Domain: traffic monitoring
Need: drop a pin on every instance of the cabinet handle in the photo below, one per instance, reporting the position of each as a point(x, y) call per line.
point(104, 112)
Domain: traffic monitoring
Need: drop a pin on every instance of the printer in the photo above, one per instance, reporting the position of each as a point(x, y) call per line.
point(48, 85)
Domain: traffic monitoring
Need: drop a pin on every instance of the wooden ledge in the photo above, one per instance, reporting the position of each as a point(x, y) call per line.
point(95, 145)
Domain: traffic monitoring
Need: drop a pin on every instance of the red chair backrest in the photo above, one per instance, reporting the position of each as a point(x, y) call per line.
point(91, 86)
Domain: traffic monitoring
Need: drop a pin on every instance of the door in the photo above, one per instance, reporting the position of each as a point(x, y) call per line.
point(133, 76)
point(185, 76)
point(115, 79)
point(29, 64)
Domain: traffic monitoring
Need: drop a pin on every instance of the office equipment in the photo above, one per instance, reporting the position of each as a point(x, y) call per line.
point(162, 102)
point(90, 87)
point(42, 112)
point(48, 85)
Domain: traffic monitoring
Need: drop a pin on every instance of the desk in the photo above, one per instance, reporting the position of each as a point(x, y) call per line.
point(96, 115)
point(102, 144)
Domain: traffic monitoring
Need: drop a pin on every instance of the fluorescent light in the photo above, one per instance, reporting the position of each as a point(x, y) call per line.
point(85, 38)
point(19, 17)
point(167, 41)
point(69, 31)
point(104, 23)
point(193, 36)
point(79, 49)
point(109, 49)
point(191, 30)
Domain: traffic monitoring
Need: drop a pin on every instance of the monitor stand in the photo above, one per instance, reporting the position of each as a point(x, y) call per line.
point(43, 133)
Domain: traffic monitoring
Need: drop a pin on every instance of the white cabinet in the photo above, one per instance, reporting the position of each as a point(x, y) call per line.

What is expected:
Each entry shown above must be retyped word for word.

Answer space:
Domain: traffic monitoring
Need: drop a pin on every instance of the cabinet handle in the photo below, one per instance, reporting the position of each as a point(x, y) call per line.
point(104, 112)
Domain: traffic monitoring
Need: drop a pin on every instance of the printer in the photo above, one per instance, reporting the position of each as a point(x, y) call per line.
point(48, 85)
Domain: traffic monitoring
Need: drop a pin on every instance of the wooden ledge in the photo above, one per instance, reporting the position of each as a point(x, y) call per line.
point(95, 145)
Domain: traffic monitoring
Need: drop a pin on every instance of the red chair backrest in the photo above, one per instance, reporting the position of each as a point(x, y) call per line.
point(91, 86)
Domain: traffic monitoring
Need: drop a pin on every instance of the door in the photo above, one per instance, reporting the position of each as a point(x, y) call per line.
point(133, 76)
point(185, 76)
point(115, 79)
point(29, 64)
Domain: traffic monitoring
Need: drop a pin on every instance of the office equipment in the photo above, one per instance, reporting the position of each as a point(x, y) call per line.
point(162, 102)
point(90, 87)
point(42, 112)
point(48, 85)
Domain: traffic monitoring
Need: drop a pin on every instance of the desk in the photo above, one per instance, reporting the position of each as a point(x, y) call per line.
point(96, 115)
point(102, 144)
Domain: traffic monitoring
Need: drop a pin on every instance of the fluorescent light in the photo above, one per instance, reporting the position of each as a point(x, y) call per line.
point(85, 38)
point(19, 17)
point(167, 41)
point(69, 31)
point(104, 23)
point(193, 36)
point(79, 49)
point(109, 49)
point(191, 30)
Domain: traffic monitoring
Need: drop a pin on every instance of the monitor stand in the photo above, one per instance, reporting the position of each as a point(x, y) call per line.
point(43, 133)
Domain: traffic monitoring
Need: drop a pin on every instance of the white cabinet in the photo above, one per instance, reporting the position of each as a point(x, y) call per line.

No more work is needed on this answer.